WHAT YOU ARE ASKED TO DO: Wherever the string "column" appears in the entries below, return the line that holds it.

INPUT FOR THIS TASK:

----------

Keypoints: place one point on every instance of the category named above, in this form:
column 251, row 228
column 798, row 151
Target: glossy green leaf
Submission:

----------

RESULT:
column 251, row 228
column 798, row 151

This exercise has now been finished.